→ **Text passage**
= = = = =

So, interpreted languages are much more flexible and ideal when we write and execute code iteratively, but they are slower. On the contrary, compiled languages are very fast and efficient but they require to be compiled first. Therefore, when performance is important, we should use compiled code. However, this does not mean that we necessarily have to write code in compiled languages, we can simply check if there are available libraries that implement compiled code for our needs. In fact, many interpreted programming languages provide libraries based on compiled code to execute specific tasks very efficiently.
Parallel and Serial Processing. Depending on the specific task, we can improve performance by running it in parallel. In Serial Processing, a single task is executed at a time. On the contrary, in Parallel Processing, multiple tasks are executed at the same time.
r
knitr::include_graphics("images/coding/coding.png")
Parallel processing, allows us to take advantage of the multiple processors available on our machine to execute multiple tasks simultaneously. If our program involves the execution or repetitive independent computations, parallel processing can help us to step up in terms of performance. However, parallelization is an advanced topic that needs to be applied appropriately. In fact, there are many aspects to take into account. For example, not all tasks can be parallelized and the overall costs of parallelizing processes may be higher than the benefits.
So, parallelization is a wonderful world that can help us to reach incredible levels of performance but we need to use it with care.

= = = = =

[Entries from a point annotation set]
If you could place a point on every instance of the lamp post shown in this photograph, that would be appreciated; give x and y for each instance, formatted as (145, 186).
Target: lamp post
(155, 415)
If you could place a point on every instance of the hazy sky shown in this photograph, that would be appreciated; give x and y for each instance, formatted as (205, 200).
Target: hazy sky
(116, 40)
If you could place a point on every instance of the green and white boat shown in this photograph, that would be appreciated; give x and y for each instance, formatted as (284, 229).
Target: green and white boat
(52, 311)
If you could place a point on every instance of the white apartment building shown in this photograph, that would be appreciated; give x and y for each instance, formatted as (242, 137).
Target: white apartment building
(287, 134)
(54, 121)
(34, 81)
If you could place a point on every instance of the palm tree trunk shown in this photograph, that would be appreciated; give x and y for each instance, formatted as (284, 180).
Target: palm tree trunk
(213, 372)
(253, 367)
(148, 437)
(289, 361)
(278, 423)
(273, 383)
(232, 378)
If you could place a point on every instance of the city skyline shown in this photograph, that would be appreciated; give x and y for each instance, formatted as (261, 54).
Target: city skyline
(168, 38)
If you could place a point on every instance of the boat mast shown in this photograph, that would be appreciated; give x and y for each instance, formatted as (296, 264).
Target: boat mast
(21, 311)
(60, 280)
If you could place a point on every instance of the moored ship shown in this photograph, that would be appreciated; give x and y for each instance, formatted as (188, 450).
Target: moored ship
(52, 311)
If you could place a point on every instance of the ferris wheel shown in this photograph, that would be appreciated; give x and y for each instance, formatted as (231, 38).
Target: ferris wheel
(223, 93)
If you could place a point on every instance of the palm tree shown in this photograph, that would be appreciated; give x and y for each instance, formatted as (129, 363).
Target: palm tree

= = = = =

→ **Problems to solve**
A: According to the passage on code performance, what do many interpreted programming languages provide?
B: Retype part of the passage on code performance, beginning at the words "Parallel processing, allows" and stopping after "than the benefits.".
C: Sum up the passage on code performance in two sentences.

→ **Solution list**
A: They provide libraries based on compiled code that execute specific tasks very efficiently.

B:
Parallel processing, allows us to take advantage of the multiple processors available on our machine to execute multiple tasks simultaneously. If our program involves the execution or repetitive independent computations, parallel processing can help us to step up in terms of performance. However, parallelization is an advanced topic that needs to be applied appropriately. In fact, there are many aspects to take into account. For example, not all tasks can be parallelized and the overall costs of parallelizing processes may be higher than the benefits.

C: Interpreted languages are flexible but slower, while compiled languages are fast but must be compiled first, so when performance matters we can use libraries built on compiled code. Running independent tasks in parallel on multiple processors can also raise performance, but it must be applied with care because not every task can be parallelized and its costs may outweigh its benefits.